** Jobs **
**1.** From the South Dakota passage, list every place for which a temperature figure is given.
**2.** Reproduce the portion of the South Dakota passage starting with "Fauna and Flora.—Large" and going on through "the Middle West.".

** Extracted text **
────
Fauna and Flora.—Large game within the state is practically extinct. The herds of bison, antelope and elk that once roamed the prairies have vanished, but a few mountain sheep still graze on the grass-covered mesas in inaccessible portions of the Bad Lands. There, too, the grey (or timber) wolf and the coyote are found. The species of small animals do not differ from those found in other parts of the Middle West.

The total woodland area has been estimated at 2500 sq. m., about 3.25 % of the land area, and of this amount 2000 sq. m. are in the Black Hills district. All the higher lands of this area are covered by forests; but the Red Valley, lying between the outer ridges and the main uplift, is treeless. Most of the forest consists of yellow pine, but the spruce, aspen, white birch, bur oak, box elder, red cedar, white elm and cottonwood are among the other varieties found. With the exception of narrow strips of woodland along the courses of the larger streams, the rest of the state consists of treeless prairie-lands, which are usually covered with valuable grasses. In the more arid regions the sage-brush and cactus make their appearance. Two national forests contained (1910) 2022 sq. m.

Climate.—The climate of South Dakota is of a continental type. Owing to the northern latitude, comparatively high altitudes, and the great distance from the ocean, there are great annual variations of temperature and a very small amount of rainfall. The state is coldest in the north-east and warmest in the region south of the Cheyenne and west of the Missouri river. The isothermal lines trend from south-east to north-west. The winters are long and marked by exceedingly low temperatures, but as they are the driest season of the year, the extremes are not so disagreeable as they would be in a more humid region. The mean winter temperature ranges from 13° F. at Aberdeen in the northern part of the James River Valley to 25° at Rapid City, in the Black Hills district. The absolute minima at these two places are respectively -46° and -29°; the absolute maxima, 111° and 106°, and the mean annual temperatures, 42° and 46°. At Brookings, in the extreme east, the mean annual temperature is 43°; the mean for the summer is 68° with an extreme recorded of 104°; the mean for the winter is 15° with an extreme recorded of -41°. At Ashcroft, in the extreme north-west, the mean annual temperature is 44°; the mean for the summer 68°; and for the winter 20°; while the highest and lowest temperatures ever recorded are respectively 114° and 44°.
────
** Record extracts **
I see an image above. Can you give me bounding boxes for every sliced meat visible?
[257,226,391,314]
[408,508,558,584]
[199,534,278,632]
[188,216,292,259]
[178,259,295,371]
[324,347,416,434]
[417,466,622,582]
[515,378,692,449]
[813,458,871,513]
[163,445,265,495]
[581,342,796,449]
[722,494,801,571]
────
** Exercise responses **
**1.** Aberdeen, Rapid City, Brookings, Ashcroft

**2.**
Fauna and Flora.—Large game within the state is practically extinct. The herds of bison, antelope and elk that once roamed the prairies have vanished, but a few mountain sheep still graze on the grass-covered mesas in inaccessible portions of the Bad Lands. There, too, the grey (or timber) wolf and the coyote are found. The species of small animals do not differ from those found in other parts of the Middle West.